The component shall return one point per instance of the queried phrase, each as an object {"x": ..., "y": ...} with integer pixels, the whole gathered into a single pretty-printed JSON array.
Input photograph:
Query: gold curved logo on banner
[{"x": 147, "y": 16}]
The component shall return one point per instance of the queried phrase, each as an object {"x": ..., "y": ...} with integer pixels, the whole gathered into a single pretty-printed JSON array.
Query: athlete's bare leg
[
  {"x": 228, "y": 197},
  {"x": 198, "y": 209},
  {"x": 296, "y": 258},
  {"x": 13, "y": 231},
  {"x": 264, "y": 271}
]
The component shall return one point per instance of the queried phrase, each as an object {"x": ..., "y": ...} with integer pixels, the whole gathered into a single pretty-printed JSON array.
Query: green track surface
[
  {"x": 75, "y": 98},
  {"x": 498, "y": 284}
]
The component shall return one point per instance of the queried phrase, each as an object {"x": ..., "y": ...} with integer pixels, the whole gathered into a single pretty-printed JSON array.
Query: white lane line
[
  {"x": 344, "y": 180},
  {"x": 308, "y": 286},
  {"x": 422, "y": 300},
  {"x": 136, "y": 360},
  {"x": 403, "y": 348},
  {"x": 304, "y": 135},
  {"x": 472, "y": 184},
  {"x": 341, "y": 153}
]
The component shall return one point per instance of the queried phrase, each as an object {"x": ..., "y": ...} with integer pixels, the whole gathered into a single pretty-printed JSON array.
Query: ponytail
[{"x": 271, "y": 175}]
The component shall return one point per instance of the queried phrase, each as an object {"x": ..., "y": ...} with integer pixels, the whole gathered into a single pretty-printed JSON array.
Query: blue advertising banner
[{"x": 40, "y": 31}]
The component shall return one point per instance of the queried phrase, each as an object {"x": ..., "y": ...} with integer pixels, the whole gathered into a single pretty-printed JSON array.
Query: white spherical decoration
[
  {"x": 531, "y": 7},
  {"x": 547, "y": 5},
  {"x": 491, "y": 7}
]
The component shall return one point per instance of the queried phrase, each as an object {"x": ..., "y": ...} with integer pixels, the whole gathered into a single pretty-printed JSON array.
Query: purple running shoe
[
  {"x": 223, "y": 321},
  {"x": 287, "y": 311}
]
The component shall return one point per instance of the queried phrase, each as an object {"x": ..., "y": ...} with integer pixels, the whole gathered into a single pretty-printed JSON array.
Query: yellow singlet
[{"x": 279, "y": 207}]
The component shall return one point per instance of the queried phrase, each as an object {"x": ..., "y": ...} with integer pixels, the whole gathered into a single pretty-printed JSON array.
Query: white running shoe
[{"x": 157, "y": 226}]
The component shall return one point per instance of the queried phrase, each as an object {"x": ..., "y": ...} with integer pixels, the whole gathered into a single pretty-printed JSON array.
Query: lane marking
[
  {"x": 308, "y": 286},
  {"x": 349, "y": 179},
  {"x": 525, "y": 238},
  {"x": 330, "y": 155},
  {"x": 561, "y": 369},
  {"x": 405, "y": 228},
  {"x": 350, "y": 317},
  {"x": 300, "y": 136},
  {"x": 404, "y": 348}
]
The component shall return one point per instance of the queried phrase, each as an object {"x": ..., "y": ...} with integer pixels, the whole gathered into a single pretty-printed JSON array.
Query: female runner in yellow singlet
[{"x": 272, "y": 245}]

******************************

What the task requires:
Return every record above exactly as written.

Answer for the task:
The component shall return one point per instance of the queried phrase, each as an object {"x": ..., "y": ...} with integer pixels, the whole gathered into a single pretty-printed JSON array.
Input photograph:
Query: gold curved logo on banner
[{"x": 147, "y": 16}]
The component shall return one point per instance of the queried phrase, each as an object {"x": ..., "y": ...} with integer pixels, the whole gathered into a single pretty-printed JSON array.
Query: athlete's bare leg
[
  {"x": 228, "y": 197},
  {"x": 198, "y": 209},
  {"x": 296, "y": 258},
  {"x": 13, "y": 231},
  {"x": 264, "y": 271}
]
The component shall return one point per instance of the queried phrase, each as an object {"x": ..., "y": ...} with integer pixels, the whole gathered into a single pretty-printed JSON array.
Query: green track surface
[
  {"x": 75, "y": 98},
  {"x": 498, "y": 284}
]
The component shall return one point per instance of the queried phrase, each as an object {"x": ..., "y": ...} with integer pixels, the whole gathered into a single pretty-printed JSON array.
Query: white lane line
[
  {"x": 344, "y": 180},
  {"x": 308, "y": 286},
  {"x": 422, "y": 300},
  {"x": 136, "y": 360},
  {"x": 403, "y": 348},
  {"x": 304, "y": 135},
  {"x": 472, "y": 184},
  {"x": 341, "y": 153}
]
The component shall return one point per instance of the queried phrase, each as an object {"x": ..., "y": ...} with integer pixels, the whole gathered into a single pretty-printed JSON array.
Query: ponytail
[{"x": 271, "y": 175}]
The component shall return one point per instance of the queried phrase, each as an object {"x": ..., "y": ...} with integer pixels, the whole gathered into a single pretty-printed JSON array.
Query: blue advertising banner
[{"x": 40, "y": 31}]
The component shall return one point per instance of the queried phrase, each as an object {"x": ..., "y": ...} with integer pixels, the whole gathered into a single pretty-printed JSON array.
Query: white spherical decoration
[
  {"x": 531, "y": 7},
  {"x": 547, "y": 5},
  {"x": 491, "y": 7}
]
The component shall return one point per instance of the queried phrase, each as an object {"x": ..., "y": ...} with integer pixels, the whole gathered into a single pretty-printed JSON array.
Query: purple running shoe
[
  {"x": 223, "y": 321},
  {"x": 287, "y": 311}
]
The component shall return one point per instance of the queried phrase, each as an object {"x": ..., "y": ...} with integer pixels, the whole gathered into a single pretty-printed JSON array.
Query: yellow singlet
[{"x": 279, "y": 207}]
The component shall return one point per instance of the queried phrase, each as an object {"x": ..., "y": ...} with integer pixels, the whole gathered into a single pretty-printed JSON array.
Query: white running shoe
[{"x": 157, "y": 226}]
The component shall return one point per instance of the queried phrase, each as an object {"x": ..., "y": ...} with integer pixels, the whole gathered into a single pretty-printed JSON array.
Query: lane marking
[
  {"x": 308, "y": 286},
  {"x": 349, "y": 179},
  {"x": 525, "y": 238},
  {"x": 330, "y": 155},
  {"x": 561, "y": 369},
  {"x": 405, "y": 228},
  {"x": 350, "y": 317},
  {"x": 300, "y": 136},
  {"x": 404, "y": 348}
]
The component shall return one point per instance of the queried phrase, each as an object {"x": ..., "y": ...} with integer pixels, the whole gathered into a single pretty-printed JSON array.
Query: female runner in yellow singlet
[{"x": 272, "y": 245}]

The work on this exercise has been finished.